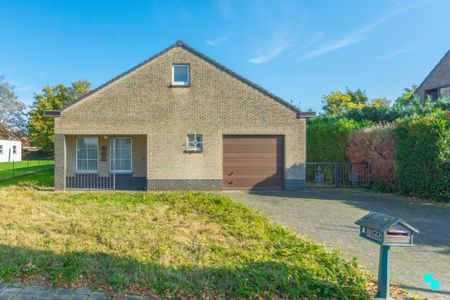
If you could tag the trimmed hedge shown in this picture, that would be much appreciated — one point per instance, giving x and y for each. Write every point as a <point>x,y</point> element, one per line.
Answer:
<point>423,157</point>
<point>327,137</point>
<point>375,145</point>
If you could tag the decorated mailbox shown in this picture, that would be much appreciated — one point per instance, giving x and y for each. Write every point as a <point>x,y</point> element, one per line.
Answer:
<point>386,231</point>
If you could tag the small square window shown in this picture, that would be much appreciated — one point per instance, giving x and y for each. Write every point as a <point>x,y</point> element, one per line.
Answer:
<point>432,94</point>
<point>180,75</point>
<point>194,142</point>
<point>444,92</point>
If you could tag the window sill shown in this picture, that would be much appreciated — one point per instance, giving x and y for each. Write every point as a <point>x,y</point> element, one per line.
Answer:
<point>179,86</point>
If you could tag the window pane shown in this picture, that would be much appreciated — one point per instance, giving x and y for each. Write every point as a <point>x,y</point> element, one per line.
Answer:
<point>87,151</point>
<point>121,161</point>
<point>82,165</point>
<point>445,93</point>
<point>181,73</point>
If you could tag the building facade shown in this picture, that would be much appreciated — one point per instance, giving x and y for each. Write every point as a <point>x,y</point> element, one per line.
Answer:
<point>180,121</point>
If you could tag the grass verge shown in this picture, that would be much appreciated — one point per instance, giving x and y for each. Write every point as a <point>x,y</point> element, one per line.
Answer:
<point>187,244</point>
<point>43,179</point>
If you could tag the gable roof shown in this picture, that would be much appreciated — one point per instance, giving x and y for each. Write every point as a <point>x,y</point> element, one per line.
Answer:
<point>204,57</point>
<point>381,222</point>
<point>447,55</point>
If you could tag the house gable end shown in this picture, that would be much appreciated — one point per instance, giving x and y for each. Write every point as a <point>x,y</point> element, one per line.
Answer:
<point>217,65</point>
<point>439,76</point>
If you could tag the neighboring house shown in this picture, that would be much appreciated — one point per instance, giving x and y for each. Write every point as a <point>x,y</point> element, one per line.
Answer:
<point>437,83</point>
<point>10,150</point>
<point>180,120</point>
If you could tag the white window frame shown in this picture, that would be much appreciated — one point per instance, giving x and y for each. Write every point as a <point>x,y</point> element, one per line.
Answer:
<point>376,234</point>
<point>111,156</point>
<point>76,155</point>
<point>194,147</point>
<point>181,83</point>
<point>440,91</point>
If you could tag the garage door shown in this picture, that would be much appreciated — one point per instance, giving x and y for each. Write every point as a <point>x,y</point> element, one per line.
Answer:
<point>253,162</point>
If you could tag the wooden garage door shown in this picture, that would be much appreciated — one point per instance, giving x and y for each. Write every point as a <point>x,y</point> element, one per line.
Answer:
<point>253,162</point>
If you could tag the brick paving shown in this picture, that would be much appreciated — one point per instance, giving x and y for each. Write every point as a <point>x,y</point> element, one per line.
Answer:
<point>328,216</point>
<point>19,291</point>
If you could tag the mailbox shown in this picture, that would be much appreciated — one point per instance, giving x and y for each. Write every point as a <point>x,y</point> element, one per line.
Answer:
<point>386,230</point>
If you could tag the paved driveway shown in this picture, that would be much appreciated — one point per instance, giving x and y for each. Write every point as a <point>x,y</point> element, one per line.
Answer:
<point>328,216</point>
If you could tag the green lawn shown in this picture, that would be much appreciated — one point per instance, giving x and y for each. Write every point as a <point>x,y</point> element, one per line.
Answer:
<point>182,244</point>
<point>13,169</point>
<point>43,179</point>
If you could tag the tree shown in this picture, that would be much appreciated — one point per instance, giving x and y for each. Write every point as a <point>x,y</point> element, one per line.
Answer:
<point>338,102</point>
<point>406,96</point>
<point>380,103</point>
<point>41,129</point>
<point>12,112</point>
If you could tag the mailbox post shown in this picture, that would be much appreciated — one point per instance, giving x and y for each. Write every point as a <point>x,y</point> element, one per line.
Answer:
<point>385,231</point>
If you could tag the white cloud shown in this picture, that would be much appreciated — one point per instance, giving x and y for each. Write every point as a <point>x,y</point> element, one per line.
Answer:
<point>356,37</point>
<point>399,52</point>
<point>216,42</point>
<point>275,50</point>
<point>326,48</point>
<point>22,87</point>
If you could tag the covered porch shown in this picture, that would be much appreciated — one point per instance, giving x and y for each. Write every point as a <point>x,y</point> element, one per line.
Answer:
<point>116,162</point>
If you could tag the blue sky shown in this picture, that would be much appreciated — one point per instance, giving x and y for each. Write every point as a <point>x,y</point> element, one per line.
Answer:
<point>299,50</point>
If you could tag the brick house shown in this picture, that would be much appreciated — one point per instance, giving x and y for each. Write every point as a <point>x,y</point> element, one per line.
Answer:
<point>179,120</point>
<point>437,83</point>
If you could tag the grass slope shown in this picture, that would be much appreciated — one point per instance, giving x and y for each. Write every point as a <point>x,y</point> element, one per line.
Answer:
<point>187,244</point>
<point>12,169</point>
<point>41,179</point>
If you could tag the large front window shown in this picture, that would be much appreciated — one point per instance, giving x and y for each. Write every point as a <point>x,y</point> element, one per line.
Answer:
<point>87,155</point>
<point>121,155</point>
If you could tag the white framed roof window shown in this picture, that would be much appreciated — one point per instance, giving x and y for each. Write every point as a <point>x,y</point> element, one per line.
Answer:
<point>180,74</point>
<point>194,142</point>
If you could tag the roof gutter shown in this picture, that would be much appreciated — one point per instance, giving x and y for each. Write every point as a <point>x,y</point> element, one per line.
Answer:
<point>52,113</point>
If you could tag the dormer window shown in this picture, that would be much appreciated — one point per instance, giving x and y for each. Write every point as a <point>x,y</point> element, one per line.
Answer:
<point>180,74</point>
<point>194,142</point>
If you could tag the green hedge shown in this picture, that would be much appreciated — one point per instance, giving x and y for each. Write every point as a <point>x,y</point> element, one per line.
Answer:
<point>423,157</point>
<point>327,137</point>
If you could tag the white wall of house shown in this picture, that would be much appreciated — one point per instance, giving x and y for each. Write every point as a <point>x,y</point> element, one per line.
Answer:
<point>10,151</point>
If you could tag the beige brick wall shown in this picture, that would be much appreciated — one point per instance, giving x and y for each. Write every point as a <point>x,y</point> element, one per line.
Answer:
<point>143,102</point>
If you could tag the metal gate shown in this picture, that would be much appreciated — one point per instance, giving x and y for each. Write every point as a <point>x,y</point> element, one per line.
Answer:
<point>337,174</point>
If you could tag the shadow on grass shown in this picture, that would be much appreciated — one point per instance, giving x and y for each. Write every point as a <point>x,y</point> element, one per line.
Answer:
<point>244,280</point>
<point>414,288</point>
<point>433,221</point>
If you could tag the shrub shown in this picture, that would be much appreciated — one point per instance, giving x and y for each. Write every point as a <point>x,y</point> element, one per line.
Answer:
<point>376,146</point>
<point>423,156</point>
<point>389,114</point>
<point>327,137</point>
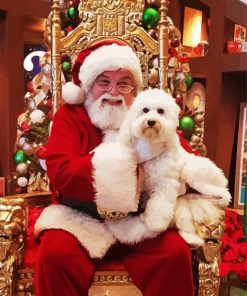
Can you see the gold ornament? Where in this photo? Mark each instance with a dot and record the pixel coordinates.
(21, 168)
(111, 215)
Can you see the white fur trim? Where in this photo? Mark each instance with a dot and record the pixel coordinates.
(110, 58)
(72, 93)
(130, 230)
(115, 178)
(92, 234)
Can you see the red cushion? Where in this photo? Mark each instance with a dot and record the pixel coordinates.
(31, 247)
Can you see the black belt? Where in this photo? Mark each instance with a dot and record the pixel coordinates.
(90, 208)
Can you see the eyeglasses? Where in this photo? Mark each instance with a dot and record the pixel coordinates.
(122, 87)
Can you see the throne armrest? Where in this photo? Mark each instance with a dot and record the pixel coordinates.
(13, 232)
(208, 256)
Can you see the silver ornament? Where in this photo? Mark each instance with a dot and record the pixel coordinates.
(22, 181)
(21, 168)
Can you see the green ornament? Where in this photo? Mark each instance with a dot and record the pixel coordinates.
(189, 81)
(66, 66)
(20, 157)
(72, 13)
(150, 18)
(187, 125)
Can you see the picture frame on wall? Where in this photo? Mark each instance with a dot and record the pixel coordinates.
(241, 163)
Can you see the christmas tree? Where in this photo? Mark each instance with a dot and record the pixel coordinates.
(33, 131)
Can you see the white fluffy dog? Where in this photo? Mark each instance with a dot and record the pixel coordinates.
(153, 118)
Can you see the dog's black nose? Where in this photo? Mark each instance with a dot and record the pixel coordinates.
(151, 122)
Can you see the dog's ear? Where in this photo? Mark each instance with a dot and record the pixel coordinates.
(125, 135)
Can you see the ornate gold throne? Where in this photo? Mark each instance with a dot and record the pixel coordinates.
(100, 19)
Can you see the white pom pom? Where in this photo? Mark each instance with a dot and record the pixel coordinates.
(72, 93)
(43, 164)
(22, 181)
(37, 116)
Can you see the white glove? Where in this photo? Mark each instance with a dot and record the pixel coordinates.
(145, 151)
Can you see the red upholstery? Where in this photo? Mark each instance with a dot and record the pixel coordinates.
(31, 247)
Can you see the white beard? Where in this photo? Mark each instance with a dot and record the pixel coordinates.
(104, 116)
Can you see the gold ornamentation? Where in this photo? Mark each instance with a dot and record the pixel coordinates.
(13, 226)
(111, 215)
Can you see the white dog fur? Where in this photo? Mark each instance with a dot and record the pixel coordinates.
(154, 118)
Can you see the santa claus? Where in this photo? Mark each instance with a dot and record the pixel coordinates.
(94, 180)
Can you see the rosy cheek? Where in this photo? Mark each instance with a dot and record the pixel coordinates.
(129, 98)
(96, 92)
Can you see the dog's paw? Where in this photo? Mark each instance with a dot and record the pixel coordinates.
(157, 216)
(191, 238)
(157, 223)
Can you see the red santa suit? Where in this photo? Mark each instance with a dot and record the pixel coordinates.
(73, 239)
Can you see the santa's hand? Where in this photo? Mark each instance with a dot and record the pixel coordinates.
(145, 151)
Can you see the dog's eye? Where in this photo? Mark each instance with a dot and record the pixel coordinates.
(161, 111)
(145, 110)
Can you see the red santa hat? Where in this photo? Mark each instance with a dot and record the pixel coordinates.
(91, 62)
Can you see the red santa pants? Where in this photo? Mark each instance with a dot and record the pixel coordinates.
(158, 267)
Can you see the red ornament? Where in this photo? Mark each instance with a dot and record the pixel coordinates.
(179, 100)
(75, 3)
(18, 190)
(41, 152)
(183, 59)
(30, 87)
(174, 42)
(50, 114)
(25, 125)
(69, 29)
(48, 103)
(172, 51)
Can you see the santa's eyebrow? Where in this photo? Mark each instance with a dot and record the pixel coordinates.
(105, 76)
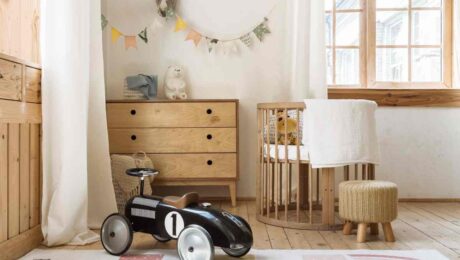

**WHAT IS NEEDED**
All lines above from the one with "If you could tag the green hedge" to the one with "If you could tag the metal", inclusive, should be copied exactly, and no other lines.

**RESULT FOR THIS EXERCISE**
If you could tag the green hedge shown in this picture, that would be much appreciated — one point per instance, giving x and y for each. Write every point as a <point>x,y</point> element, one per line.
Answer:
<point>423,157</point>
<point>327,137</point>
If you could tag the white wall of house shown in this picture, that would be much appreciated — one point per instance, giving x and y for each. Write every point as a <point>x,y</point> element, one per line.
Answer:
<point>10,151</point>
If you could tag the beige brick wall shown in this picture, that would be much appreciated — one point per instance, giving x and y for each. Write every point as a <point>x,y</point> element, one per line.
Answer:
<point>143,102</point>
If you could tag the metal gate shown in this picture, that would be much appreciated — one point per instance, giving x and y for each. Write every point as a <point>x,y</point> element, one per line.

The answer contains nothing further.